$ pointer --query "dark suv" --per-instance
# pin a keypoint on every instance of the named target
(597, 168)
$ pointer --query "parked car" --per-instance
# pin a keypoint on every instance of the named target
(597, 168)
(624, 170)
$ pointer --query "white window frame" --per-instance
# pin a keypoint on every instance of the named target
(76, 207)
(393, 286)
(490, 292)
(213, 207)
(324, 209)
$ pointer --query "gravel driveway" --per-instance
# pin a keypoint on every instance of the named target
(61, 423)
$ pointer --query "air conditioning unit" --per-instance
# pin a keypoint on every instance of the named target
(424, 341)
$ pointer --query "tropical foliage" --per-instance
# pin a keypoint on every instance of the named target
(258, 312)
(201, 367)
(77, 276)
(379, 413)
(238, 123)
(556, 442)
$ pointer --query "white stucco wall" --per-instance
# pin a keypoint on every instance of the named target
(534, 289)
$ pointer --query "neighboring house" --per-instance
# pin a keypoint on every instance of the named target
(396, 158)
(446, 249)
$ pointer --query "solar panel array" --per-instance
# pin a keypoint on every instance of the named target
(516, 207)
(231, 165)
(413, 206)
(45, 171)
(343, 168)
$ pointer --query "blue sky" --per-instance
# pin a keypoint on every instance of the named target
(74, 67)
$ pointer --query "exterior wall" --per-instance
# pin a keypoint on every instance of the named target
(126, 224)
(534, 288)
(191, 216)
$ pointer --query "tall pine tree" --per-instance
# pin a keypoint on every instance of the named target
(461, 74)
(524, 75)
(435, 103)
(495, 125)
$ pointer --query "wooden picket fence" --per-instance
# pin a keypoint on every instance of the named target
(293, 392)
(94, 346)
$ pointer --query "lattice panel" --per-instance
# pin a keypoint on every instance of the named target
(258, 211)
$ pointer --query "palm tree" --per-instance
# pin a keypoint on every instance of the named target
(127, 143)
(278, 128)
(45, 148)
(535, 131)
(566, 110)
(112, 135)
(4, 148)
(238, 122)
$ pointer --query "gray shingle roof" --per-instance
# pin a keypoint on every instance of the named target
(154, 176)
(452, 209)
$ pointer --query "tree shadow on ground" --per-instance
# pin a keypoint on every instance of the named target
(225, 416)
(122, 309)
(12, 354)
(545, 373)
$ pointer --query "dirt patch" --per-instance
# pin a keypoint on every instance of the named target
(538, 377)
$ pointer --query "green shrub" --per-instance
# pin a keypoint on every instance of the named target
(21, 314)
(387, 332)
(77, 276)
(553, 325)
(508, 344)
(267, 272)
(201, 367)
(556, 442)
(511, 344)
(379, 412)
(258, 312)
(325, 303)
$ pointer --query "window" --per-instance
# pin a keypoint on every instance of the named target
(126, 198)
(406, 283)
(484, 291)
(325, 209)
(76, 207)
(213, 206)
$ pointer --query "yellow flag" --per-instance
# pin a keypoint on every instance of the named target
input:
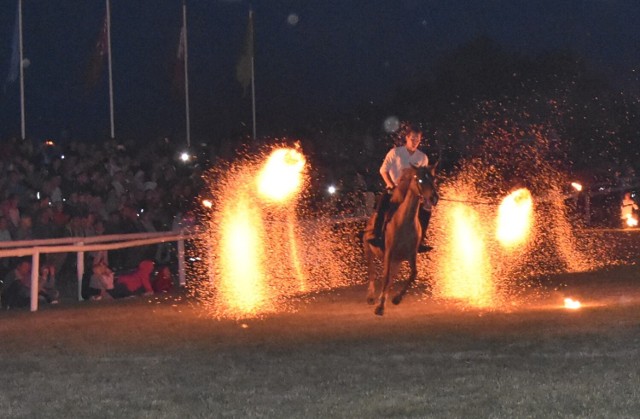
(244, 67)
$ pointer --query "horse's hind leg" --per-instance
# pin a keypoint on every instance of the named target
(390, 270)
(414, 273)
(371, 271)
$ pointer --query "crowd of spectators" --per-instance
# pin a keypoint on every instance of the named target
(50, 190)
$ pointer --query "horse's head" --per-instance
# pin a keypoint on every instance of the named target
(425, 177)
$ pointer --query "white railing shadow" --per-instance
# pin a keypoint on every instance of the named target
(80, 245)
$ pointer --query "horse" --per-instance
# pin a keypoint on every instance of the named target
(403, 232)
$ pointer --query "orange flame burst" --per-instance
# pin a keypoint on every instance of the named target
(515, 219)
(571, 304)
(467, 264)
(280, 177)
(631, 221)
(242, 257)
(257, 261)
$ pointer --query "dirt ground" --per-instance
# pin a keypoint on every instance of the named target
(160, 357)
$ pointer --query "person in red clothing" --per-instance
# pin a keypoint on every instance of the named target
(135, 283)
(163, 282)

○ ○ ○ ○ ○ ○ ○

WHAT IS BEING ASKED: Output all lines above precisely. Pictures are to be left out.

ANSWER BELOW:
$ pointer --query "dark suv" --per-instance
# pin a keypoint on every instance of the named target
(597, 168)
$ pointer --query "parked car" --per-instance
# pin a keypoint on every instance of the named target
(597, 168)
(624, 170)
$ pointer --query "white window frame" --per-instance
# pin a keypoint on every instance of the named target
(76, 207)
(393, 286)
(490, 292)
(213, 207)
(324, 209)
$ pointer --query "gravel driveway" --per-instance
# pin a keypoint on every instance of the named target
(61, 423)
$ pointer --query "air conditioning unit" --per-instance
# pin a keypoint on every instance of the named target
(424, 341)
$ pointer --query "tropical foliage" --per-instance
# pin a keypoint on every instance of the named target
(258, 312)
(201, 367)
(77, 276)
(379, 413)
(238, 123)
(556, 442)
$ pointer --query "white stucco wall" --per-instance
# pin a keypoint on every instance of the named target
(534, 289)
$ pointer --query "neighboring house" --per-instance
# pin a keypoint on every instance of the named target
(396, 158)
(446, 249)
$ pointer --query "solar panel array" --per-instance
# pin a keypoint on every instance of the named target
(516, 207)
(231, 165)
(413, 206)
(45, 171)
(343, 168)
$ pointer --query "blue sky" --per-instance
# pin a keypoint on every instance of the named target
(74, 67)
$ pointer --query "exterior wall" --per-instance
# pin a keypoint on every instance of the named target
(126, 224)
(534, 288)
(191, 216)
$ pointer --query "tall pine tree" --per-instance
# pin a keypoint on every instance of the named target
(461, 74)
(524, 75)
(435, 103)
(495, 125)
$ pointer --query "wooden picket fence" --per-instance
# pin a keypoint on every instance of the named target
(293, 392)
(94, 346)
$ pointer --query "lattice panel" --per-instance
# pin a keypoint on every instance of the named target
(258, 211)
$ pointer --query "palm tree" --per-instance
# pin a keypoint on every instance of the named target
(127, 143)
(278, 128)
(45, 148)
(535, 131)
(566, 110)
(112, 135)
(4, 148)
(238, 122)
$ pointer --query "gray shingle roof" --per-instance
# pin a keypoint on every instance of the named target
(154, 176)
(452, 209)
$ pointer --query "tree shadow on ground" --per-instance
# pin a keypoint on every instance of the named target
(225, 416)
(122, 309)
(12, 354)
(545, 373)
$ pointer --query "dirt patch" --per-instance
# pin a keypoint on every instance of the named target
(538, 377)
$ pointer --query "green shrub" --per-instance
# pin a keypoint on every instance of the named target
(21, 314)
(387, 332)
(77, 276)
(553, 325)
(508, 344)
(267, 272)
(201, 367)
(556, 442)
(511, 344)
(379, 412)
(258, 312)
(325, 303)
$ pointer --query "window" --per-instance
# pin a keypoint on every instance of the named target
(126, 198)
(406, 283)
(484, 291)
(325, 209)
(76, 207)
(213, 206)
$ pointer --query "yellow flag" --per-instance
# pin a keypoint on every instance of the named target
input:
(244, 67)
$ pointer --query "horse's hind leg" --per-instance
# pin a keypoint on every instance of the named target
(390, 270)
(414, 273)
(371, 271)
$ pointer --query "crowd of spectators" --per-instance
# pin a keypoint on every instance of the named target
(50, 190)
$ pointer --query "horse's head" --per-instance
# pin a keypoint on every instance of the named target
(425, 177)
$ pointer --query "white railing shadow" --per-instance
# pin a keypoint on every instance of the named target
(80, 245)
$ pointer --query "horse" --per-instance
# pin a keypoint on every instance of the named target
(403, 232)
$ pointer --query "orange flame burst" --per-instance
# pin a keypoint on every instance of the named target
(515, 219)
(571, 304)
(467, 264)
(280, 177)
(631, 221)
(242, 257)
(257, 261)
$ pointer --query "dirt ground" --per-instance
# pin a keypoint on every instance of the named target
(160, 357)
$ pointer --query "person in red clothing" --per-instance
# pin a keypoint on every instance of the named target
(135, 283)
(163, 282)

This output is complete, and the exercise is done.